▶ **Aim of the exercise**
Count how many lines below include the string "positive", and give that number without anything else.

▶ **Raw data**
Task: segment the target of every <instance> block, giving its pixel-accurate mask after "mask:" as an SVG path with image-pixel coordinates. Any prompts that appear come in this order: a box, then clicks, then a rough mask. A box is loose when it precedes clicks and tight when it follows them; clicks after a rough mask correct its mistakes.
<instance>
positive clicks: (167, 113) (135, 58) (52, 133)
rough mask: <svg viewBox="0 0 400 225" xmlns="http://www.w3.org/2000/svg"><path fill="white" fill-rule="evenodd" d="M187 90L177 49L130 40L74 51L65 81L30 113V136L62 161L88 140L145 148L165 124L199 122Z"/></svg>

---

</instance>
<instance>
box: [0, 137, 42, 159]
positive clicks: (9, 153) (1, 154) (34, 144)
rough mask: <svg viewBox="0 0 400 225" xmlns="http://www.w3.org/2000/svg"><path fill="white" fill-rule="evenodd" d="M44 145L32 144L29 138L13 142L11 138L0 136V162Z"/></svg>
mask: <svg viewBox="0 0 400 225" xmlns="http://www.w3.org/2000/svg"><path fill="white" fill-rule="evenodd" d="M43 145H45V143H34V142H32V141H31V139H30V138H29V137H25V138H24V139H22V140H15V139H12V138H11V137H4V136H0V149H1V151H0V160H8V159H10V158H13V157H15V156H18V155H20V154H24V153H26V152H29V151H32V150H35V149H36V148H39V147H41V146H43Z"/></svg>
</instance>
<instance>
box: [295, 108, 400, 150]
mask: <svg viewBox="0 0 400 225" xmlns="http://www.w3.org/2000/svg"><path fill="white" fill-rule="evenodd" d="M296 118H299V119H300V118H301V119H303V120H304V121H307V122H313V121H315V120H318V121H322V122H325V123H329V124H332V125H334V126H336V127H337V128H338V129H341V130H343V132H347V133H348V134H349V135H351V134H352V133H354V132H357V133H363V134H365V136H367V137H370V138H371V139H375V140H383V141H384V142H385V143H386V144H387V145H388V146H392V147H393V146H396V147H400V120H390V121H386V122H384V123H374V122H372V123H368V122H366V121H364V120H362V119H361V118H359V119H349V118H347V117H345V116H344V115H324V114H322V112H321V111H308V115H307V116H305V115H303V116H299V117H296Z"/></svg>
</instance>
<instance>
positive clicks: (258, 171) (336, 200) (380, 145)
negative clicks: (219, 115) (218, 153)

▶ **Written solution**
3